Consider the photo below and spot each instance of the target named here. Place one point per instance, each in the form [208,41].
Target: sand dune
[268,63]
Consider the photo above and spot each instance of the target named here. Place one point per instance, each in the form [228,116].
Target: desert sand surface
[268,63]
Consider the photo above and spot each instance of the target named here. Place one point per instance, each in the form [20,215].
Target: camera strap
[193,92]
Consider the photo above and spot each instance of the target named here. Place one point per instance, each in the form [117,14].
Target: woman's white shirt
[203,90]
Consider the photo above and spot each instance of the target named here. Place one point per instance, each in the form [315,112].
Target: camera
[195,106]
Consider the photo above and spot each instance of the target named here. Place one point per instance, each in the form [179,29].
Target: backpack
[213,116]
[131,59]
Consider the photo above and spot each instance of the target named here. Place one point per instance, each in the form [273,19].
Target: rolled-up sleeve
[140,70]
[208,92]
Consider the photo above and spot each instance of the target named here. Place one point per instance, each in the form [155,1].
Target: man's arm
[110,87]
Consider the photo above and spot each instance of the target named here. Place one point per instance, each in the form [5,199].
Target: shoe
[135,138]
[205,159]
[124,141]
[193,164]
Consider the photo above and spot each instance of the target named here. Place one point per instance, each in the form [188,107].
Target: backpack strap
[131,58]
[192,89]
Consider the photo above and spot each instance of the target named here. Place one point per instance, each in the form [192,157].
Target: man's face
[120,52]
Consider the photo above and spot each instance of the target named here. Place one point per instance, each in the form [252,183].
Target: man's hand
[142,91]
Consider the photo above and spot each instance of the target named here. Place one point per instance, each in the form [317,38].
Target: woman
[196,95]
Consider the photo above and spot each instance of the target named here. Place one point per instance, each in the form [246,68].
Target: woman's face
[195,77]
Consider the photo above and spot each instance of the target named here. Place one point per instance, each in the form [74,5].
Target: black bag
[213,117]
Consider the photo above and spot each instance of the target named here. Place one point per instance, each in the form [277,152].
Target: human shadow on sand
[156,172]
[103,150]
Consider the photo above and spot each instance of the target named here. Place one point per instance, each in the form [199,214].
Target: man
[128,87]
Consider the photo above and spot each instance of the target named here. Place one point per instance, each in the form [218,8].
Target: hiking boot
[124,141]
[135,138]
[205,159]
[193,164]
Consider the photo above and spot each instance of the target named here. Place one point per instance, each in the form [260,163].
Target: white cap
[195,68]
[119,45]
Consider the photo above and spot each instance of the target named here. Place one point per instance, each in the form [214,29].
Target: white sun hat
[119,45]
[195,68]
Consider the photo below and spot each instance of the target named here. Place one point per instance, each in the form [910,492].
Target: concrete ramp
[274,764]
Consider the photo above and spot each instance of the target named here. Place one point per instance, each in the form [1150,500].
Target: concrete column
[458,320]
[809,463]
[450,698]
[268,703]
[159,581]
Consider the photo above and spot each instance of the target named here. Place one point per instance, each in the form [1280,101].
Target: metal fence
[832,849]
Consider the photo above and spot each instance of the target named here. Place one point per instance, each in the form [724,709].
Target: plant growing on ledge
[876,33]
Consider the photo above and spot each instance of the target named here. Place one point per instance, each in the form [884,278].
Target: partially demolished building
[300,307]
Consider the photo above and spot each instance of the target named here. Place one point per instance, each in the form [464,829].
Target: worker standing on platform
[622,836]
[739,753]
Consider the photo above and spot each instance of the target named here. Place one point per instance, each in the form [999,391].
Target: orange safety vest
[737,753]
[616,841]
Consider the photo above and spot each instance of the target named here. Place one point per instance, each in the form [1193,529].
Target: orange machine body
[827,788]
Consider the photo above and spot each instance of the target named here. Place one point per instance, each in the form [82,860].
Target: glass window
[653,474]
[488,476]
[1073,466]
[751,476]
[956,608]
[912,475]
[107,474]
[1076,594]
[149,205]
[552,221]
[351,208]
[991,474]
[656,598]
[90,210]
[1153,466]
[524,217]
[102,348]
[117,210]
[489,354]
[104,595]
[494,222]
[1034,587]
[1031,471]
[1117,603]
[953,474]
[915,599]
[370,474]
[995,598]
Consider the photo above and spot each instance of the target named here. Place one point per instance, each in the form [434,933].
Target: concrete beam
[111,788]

**Work instruction**
All lines from the one containing "the form [82,860]." through the final line of the records above are to be set down exactly, and no other line is to appear.

**Result of this exercise**
Consider the photo above and spot each instance of the target named here. Place one point per instance, each in the form [82,860].
Target: glass window
[653,474]
[488,476]
[1073,466]
[751,476]
[956,608]
[912,475]
[107,474]
[1076,594]
[149,205]
[552,221]
[351,208]
[991,474]
[656,598]
[90,210]
[1153,466]
[524,217]
[102,348]
[117,210]
[489,354]
[104,595]
[494,222]
[1034,587]
[1031,471]
[1117,603]
[953,474]
[915,599]
[370,474]
[995,598]
Consider the photo above and spot each instance of the target named here. Place one point per instance, each in the form [434,933].
Target: concrete beam
[111,788]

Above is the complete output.